Saved data entries
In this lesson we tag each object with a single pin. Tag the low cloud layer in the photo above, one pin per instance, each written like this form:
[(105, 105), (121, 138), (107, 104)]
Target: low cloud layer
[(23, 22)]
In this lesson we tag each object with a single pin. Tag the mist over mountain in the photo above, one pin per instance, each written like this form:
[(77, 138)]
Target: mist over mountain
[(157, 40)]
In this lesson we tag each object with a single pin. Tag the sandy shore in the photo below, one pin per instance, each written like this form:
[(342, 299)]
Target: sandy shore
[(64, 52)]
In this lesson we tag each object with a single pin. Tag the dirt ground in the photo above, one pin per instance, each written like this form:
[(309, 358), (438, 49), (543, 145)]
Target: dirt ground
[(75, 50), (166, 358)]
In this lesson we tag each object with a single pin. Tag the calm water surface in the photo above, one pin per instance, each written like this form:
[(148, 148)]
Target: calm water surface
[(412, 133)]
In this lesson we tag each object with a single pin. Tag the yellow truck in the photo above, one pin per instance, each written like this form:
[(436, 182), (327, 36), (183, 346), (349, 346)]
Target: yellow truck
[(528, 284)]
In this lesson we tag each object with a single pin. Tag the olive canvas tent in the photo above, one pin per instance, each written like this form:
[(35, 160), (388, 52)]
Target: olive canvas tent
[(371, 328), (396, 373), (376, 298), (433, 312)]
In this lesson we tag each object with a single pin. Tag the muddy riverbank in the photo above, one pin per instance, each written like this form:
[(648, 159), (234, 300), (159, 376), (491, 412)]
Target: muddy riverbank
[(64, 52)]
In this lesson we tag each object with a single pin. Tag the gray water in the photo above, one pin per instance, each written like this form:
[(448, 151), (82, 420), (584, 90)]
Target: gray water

> _WORK ITEM_
Exactly as given, repeat every record above.

> _EXERCISE SOLUTION_
In this lesson we tag each object with a single pin. Tag the low cloud layer in the photo above, one pin per instance, each written like this form:
[(105, 105), (121, 138), (107, 104)]
Target: low cloud layer
[(23, 22)]
In this lesson we tag each object with a single pin. Tag the mist over mountain in the photo above, one pin per instance, each written like this form:
[(77, 138)]
Target: mist over mountain
[(157, 40)]
In this lesson we tag each object with a single pin. Tag the sandy shore in the photo below, one pin per instance, each written like this form:
[(342, 299)]
Target: sandy shore
[(64, 52)]
In this lesson we tag each object with a single pin. Tag the dirt ground in the photo above, one pin per instance, each written like this form:
[(309, 358), (438, 49), (543, 145)]
Target: dirt ground
[(75, 50), (166, 358)]
In this lesson we tag each object with a single pin. Tag the calm water surface in the photo above, one pin per instance, each written like this form:
[(148, 148)]
Target: calm water surface
[(412, 133)]
In this lesson we tag each object with a single pin. Tag the yellow truck in the photo above, one pin per instance, each written like this form:
[(436, 182), (327, 36), (183, 346), (349, 346)]
Target: yellow truck
[(528, 284)]
In this lesson we tag each object with a single pin. Tag the olive canvas tent in the photo above, one pin per instance, each written like this form:
[(35, 160), (388, 52)]
Target: olive canvas tent
[(371, 328), (396, 373), (376, 298), (433, 312)]
In this lesson we tag each object with a single pin. Tag the muddy riverbank in the photo above, one pin per instance, each written like this form:
[(648, 159), (234, 300), (159, 376), (491, 412)]
Target: muddy riverbank
[(64, 52)]
In this lesson we tag each object with a single pin. Tag the gray water in the photo above, one pin per instance, each written like this form:
[(448, 151), (82, 420), (584, 90)]
Target: gray water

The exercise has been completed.